Support got me through tough times
I think I realised there was something quite different about me when I was 14 and first started to experience depression.
I would feel really unhappy on the inside, but I always wore this beautiful mask, so everyone saw me as a happy person. From a very early age I had a vivid imagination and would make up happy stories, even though happy things weren’t happening.
There is definitely a direct link between events in my life and the symptoms I started to experience. Because of family circumstances I spent a lot of time in care during my childhood. My mother’s boyfriend molested me when I was about nine, and then my mother’s third husband abused me when I was 14.
It took a long time for me to realise it was abuse. I learned to disassociate. I played three roles; I was my step-father’s partner when my mum was out, a child when my mum was home, and a ‘normal’ teenager with friends. So yes, I believe traumatic experiences were the reasons why I experienced mental unwellness, and first attempted suicide when I was 15.
I came to New Zealand at 19 and thought all my problems were left behind. Of course that’s not how it works and my problems came with me. I got married but felt depressed every winter and when I was 23 attempted suicide again. By the time I was 25, things got so bad I was put into hospital.
I was diagnosed with manic depression. I had no idea what that meant. They gave me lithium, but I reacted badly to it and had to come off it. Instead they prescribed lots of sleep, healthy food and multi-vitamins.
Hospitalisations good and bad
I loved being in hospital, because it was like how peer support is now. It was the only time I didn’t have to pretend. I didn’t have to do anything I didn’t want to do.
You didn’t just sit around smoking and doing nothing, they had groups and classes, and it was a place you could rest and learn. I also listened to other people’s stories and learnt from their experiences. I found out there were a lot more people than I’d realised who had been abused.
Three weeks later I was able to go home and it wasn’t until I was 31 that I crashed again. This time I heard voices. The first voice was someone hunting me, which was very scary. I thought all foods were poisoned, so I only drank boiled water and I got very thin. I was admitted back into hospital, but instead of treating the voices and the hallucinations, they treated me for anorexia.
They would watch me eat, which fed the whole psychosis, because I already thought people were trying to poison me.
I didn’t want any medication because of my earlier experience with lithium. I didn’t realise there were new medications that didn’t have the same side effects. I slowly got better and was allowed to go home just before Christmas.

**Things to do**
1. Translate this sentence from the mental health account into Spanish: "I came to New Zealand at 19 and thought all my problems were left behind."
2. Resume the mental health account, picking up right after its final sentence.
The material has no connection to the mental health account above.

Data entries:
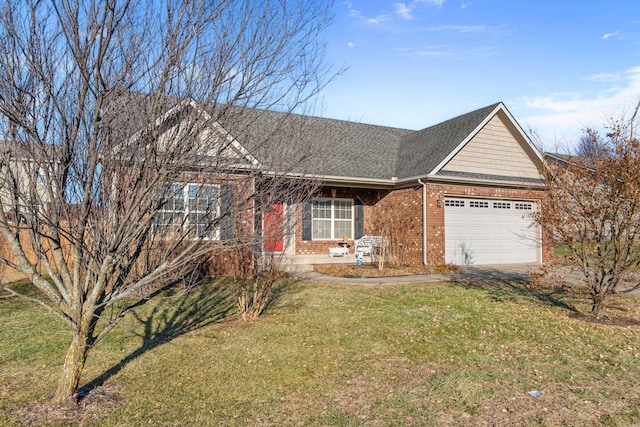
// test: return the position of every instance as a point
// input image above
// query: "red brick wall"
(406, 204)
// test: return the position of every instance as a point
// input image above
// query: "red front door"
(273, 228)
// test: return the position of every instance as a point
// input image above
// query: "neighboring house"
(464, 188)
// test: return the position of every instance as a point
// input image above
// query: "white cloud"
(605, 77)
(431, 2)
(367, 20)
(462, 28)
(402, 10)
(560, 117)
(609, 35)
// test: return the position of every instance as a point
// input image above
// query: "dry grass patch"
(371, 270)
(327, 354)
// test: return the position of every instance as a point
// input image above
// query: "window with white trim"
(332, 219)
(454, 203)
(192, 208)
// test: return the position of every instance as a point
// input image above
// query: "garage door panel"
(490, 235)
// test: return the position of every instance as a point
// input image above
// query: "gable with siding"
(497, 150)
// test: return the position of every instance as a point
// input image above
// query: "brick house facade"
(461, 191)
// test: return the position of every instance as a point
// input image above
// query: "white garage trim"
(490, 231)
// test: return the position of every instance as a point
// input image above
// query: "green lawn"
(323, 354)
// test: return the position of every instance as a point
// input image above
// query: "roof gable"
(421, 152)
(497, 151)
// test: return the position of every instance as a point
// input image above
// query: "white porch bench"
(366, 244)
(339, 251)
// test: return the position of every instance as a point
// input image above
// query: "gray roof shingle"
(336, 148)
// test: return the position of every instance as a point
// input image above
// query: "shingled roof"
(356, 151)
(420, 152)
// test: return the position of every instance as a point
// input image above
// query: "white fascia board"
(466, 140)
(230, 139)
(480, 181)
(346, 180)
(522, 133)
(192, 103)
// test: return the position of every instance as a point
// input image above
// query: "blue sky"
(558, 66)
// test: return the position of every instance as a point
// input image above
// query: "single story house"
(458, 192)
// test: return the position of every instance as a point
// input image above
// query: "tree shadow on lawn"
(181, 312)
(512, 287)
(174, 314)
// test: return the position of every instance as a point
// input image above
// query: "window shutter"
(306, 222)
(226, 210)
(359, 219)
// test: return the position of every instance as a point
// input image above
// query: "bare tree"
(114, 182)
(590, 145)
(592, 206)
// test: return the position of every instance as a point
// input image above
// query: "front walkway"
(508, 271)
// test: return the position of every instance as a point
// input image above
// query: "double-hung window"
(192, 208)
(332, 218)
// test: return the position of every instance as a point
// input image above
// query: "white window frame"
(332, 219)
(181, 207)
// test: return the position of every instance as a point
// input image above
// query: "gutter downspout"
(424, 221)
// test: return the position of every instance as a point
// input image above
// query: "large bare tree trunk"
(131, 142)
(69, 382)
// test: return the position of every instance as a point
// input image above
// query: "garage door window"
(501, 205)
(478, 204)
(454, 203)
(524, 206)
(332, 219)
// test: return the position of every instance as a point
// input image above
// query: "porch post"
(424, 221)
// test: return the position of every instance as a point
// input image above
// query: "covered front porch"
(305, 263)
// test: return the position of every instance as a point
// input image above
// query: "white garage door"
(483, 231)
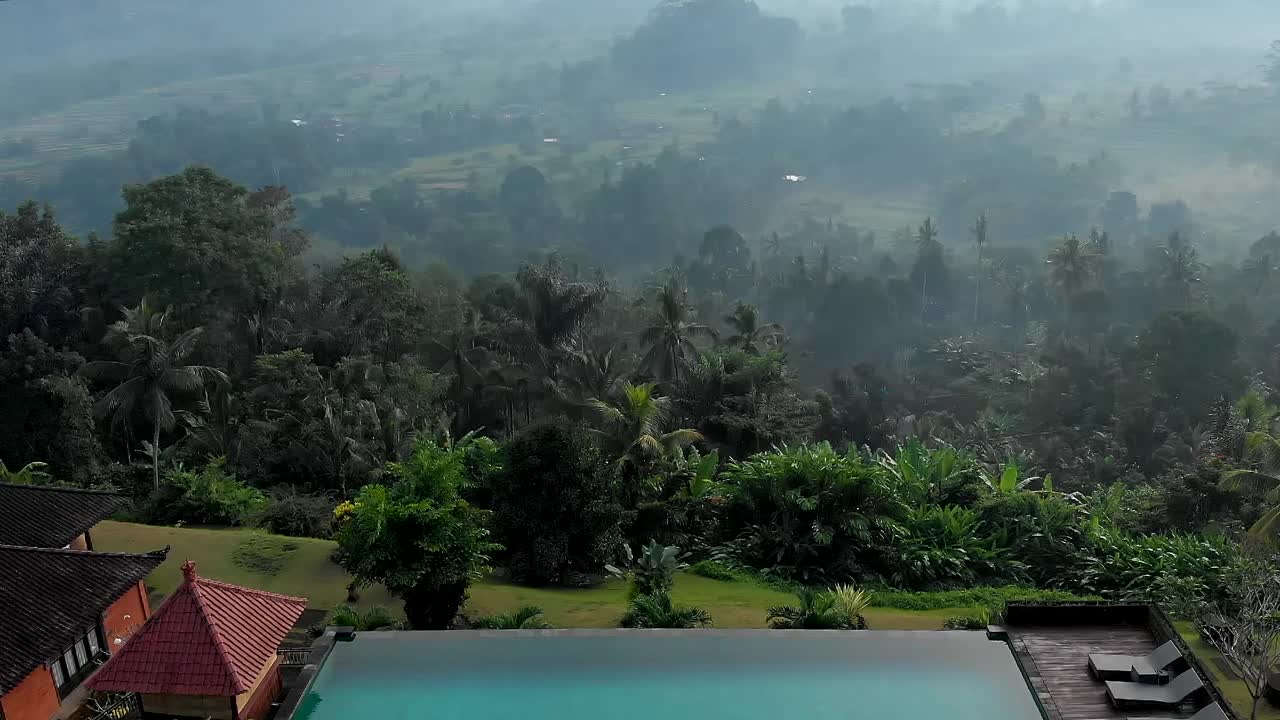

**Responses by task**
1. Llegué a Nueva Zelanda a los 19 años y pensé que había dejado atrás todos mis problemas.

2.
At that time in my life I was living alone and went home to an empty house. A social worker came round and saw that I had no food and took me shopping. She organised a food parcel and I just about fell over, because in all the years I had never had that kind of support, ever. She was amazing, she would take me out for drives, and all of a sudden everything turned around and I became well.
Stayed well for 17 years
For 17 years I stayed well. I did this by creating structure and routine in my life. I went back to study, I met my second husband, and I did lots of exercise. I had periods of depression, but never to the point I became suicidal, or I didn’t achieve what I wanted to achieve.
Then, when I was 47, I was sleeping poorly and started hearing voices again. Things just got worse and worse. The TV and radio were giving me messages and because I was unwilling to take medication I ended up in hospital again.
One day, one of the patients asked me if I wanted to go home, and I said, “Of course”. She said, “Take your medication”, and I said, “I don’t want to take medication”, and she said, “But you can stop it when you get home”. I hadn’t thought of that. So I took the medication, because it was the only way I was going to go home.
It really helped and I was back home in four weeks this time. I slowly came off the antipsychotics and reduced my mood stabiliser. The voices were still there when I became really distressed. That’s when the people on TV spoke to me. Or I started getting messages about things I had to do.
I've learn't I don't have to listen to the voices
In the past, I never questioned why I had to go and do these things. Now I’ve learnt that I don’t have to listen to the voices. I just decided one day not to do what they were telling me to – and nothing happened so I thought, “Okay cool, the next time I don’t have to actually do what they say!”
The biggest thing that has helped my recovery is support; whether it’s from family, friends, or through peer support. The more you talk about what is happening to you, the more you can find people who understand you.